WHAT TO DO →
Copy the lines below word for word. Start at the line that contains "Data-curation pipeline — extract bounding boxes for each dark" and stop after the line that contains "[411,213,443,242]".

_ _ _ _

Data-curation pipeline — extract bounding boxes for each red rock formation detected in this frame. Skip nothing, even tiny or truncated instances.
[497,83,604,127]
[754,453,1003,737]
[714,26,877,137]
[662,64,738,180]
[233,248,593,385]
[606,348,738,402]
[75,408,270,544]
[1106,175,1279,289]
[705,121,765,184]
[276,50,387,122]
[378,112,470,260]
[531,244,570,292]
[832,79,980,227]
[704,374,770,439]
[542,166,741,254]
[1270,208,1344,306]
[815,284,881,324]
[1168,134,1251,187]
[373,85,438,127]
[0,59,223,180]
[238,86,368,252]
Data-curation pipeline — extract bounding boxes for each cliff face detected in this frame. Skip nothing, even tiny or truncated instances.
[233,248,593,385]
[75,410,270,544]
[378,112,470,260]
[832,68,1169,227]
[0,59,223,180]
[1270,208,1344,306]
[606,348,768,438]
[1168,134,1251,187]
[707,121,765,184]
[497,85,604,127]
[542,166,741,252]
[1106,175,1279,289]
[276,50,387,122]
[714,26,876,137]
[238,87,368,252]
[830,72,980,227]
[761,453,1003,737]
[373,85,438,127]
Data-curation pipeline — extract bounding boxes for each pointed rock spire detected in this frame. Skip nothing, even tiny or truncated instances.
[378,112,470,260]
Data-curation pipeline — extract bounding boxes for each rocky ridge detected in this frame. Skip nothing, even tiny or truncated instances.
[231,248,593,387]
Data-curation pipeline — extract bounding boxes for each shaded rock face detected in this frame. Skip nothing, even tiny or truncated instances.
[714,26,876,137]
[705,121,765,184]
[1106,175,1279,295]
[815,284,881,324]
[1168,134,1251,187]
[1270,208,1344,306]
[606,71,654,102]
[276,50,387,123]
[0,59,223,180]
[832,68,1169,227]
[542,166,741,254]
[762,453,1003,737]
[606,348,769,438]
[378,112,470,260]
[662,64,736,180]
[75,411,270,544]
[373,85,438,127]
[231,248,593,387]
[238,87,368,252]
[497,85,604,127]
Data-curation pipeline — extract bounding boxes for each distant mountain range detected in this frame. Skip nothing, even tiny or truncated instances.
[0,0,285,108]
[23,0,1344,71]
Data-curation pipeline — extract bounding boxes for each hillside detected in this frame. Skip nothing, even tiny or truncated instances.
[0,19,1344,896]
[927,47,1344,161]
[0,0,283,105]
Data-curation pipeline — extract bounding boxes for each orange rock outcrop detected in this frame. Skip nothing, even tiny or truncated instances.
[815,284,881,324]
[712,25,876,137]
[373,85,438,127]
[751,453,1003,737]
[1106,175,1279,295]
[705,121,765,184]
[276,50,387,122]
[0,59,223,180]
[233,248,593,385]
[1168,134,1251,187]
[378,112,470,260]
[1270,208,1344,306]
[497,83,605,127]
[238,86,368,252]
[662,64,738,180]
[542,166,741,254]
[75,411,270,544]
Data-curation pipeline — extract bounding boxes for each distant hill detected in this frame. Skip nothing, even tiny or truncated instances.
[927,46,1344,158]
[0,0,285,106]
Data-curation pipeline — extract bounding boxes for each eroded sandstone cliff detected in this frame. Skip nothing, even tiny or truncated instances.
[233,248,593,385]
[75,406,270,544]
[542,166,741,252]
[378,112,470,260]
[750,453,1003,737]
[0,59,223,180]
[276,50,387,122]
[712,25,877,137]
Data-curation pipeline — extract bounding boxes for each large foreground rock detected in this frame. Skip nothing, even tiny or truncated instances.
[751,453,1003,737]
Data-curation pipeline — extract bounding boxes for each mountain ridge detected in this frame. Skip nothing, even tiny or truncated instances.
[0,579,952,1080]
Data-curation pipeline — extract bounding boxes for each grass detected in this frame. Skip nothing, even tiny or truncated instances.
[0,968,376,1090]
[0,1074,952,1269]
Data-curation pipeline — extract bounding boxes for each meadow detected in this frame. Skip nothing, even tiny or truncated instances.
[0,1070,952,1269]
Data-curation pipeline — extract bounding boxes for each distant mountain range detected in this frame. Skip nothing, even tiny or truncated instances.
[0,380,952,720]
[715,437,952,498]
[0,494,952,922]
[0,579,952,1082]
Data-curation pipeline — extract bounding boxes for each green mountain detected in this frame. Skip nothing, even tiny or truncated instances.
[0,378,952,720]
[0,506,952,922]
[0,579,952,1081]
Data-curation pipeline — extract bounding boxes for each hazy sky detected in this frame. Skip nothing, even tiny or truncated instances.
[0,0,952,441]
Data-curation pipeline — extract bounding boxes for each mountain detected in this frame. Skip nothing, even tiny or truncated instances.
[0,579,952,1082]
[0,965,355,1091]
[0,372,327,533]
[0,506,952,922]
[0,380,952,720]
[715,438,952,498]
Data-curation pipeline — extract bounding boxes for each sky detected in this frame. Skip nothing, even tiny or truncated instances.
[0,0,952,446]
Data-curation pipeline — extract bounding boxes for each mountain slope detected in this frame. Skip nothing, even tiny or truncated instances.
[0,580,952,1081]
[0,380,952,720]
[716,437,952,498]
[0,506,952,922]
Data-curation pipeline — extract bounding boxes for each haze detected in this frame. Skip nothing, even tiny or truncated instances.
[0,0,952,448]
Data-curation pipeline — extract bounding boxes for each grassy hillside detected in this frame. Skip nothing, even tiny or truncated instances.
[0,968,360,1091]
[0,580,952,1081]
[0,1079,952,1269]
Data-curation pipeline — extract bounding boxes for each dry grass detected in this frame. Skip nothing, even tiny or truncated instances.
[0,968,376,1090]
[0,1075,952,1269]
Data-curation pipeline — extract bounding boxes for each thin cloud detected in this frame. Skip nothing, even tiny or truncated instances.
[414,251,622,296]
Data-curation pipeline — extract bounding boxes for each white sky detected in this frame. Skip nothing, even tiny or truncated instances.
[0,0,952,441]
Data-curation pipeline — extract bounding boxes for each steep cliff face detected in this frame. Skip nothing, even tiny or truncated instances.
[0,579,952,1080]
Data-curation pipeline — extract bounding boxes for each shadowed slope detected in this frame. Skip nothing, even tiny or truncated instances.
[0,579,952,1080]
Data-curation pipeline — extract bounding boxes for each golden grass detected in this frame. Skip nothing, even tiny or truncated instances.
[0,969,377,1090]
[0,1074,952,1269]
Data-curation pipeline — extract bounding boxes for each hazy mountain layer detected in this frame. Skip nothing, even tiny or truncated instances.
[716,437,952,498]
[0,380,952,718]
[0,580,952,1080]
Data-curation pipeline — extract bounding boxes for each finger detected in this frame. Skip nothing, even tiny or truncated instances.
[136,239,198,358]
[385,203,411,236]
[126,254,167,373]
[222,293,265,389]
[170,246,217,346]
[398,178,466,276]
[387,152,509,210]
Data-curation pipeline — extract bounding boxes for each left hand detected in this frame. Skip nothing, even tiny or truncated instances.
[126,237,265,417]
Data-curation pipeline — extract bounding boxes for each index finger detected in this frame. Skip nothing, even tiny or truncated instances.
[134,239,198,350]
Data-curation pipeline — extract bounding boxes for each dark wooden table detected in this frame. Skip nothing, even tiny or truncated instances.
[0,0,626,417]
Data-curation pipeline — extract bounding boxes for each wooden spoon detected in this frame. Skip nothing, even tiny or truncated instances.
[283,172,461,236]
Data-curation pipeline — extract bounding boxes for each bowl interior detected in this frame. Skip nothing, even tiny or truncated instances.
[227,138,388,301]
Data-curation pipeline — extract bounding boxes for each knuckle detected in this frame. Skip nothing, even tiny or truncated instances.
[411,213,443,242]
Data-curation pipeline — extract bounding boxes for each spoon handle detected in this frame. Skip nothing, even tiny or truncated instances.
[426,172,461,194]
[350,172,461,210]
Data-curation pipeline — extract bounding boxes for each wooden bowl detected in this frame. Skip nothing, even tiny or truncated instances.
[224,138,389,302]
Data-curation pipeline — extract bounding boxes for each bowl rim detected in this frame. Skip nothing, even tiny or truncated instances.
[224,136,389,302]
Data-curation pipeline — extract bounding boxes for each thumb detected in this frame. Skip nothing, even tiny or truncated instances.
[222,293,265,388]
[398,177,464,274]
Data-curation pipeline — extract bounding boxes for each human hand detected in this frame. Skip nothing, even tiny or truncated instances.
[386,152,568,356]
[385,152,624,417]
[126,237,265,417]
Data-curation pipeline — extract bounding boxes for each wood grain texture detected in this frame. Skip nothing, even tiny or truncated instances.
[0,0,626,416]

_ _ _ _

ANSWER IN FULL →
Data-curation pipeline — extract bounding boxes for each dark wooden table detected in this frame. Skip nothing, even tiny or truncated instances.
[0,0,626,417]
Data-curation pipeline — extract bounding boxes for each wooden spoon detected in this frame. Skip nothing, even tiny or truncated instances.
[283,172,461,236]
Data-curation pipeline — extract bounding boxes for each bowl interior detected in this frame. Skip nothing, even tiny or truncated instances.
[227,138,388,301]
Data-curation pipeline — extract bounding boxes for each knuckle detected in this frame. Skip nothing, even tiny or truncated instances.
[411,213,443,242]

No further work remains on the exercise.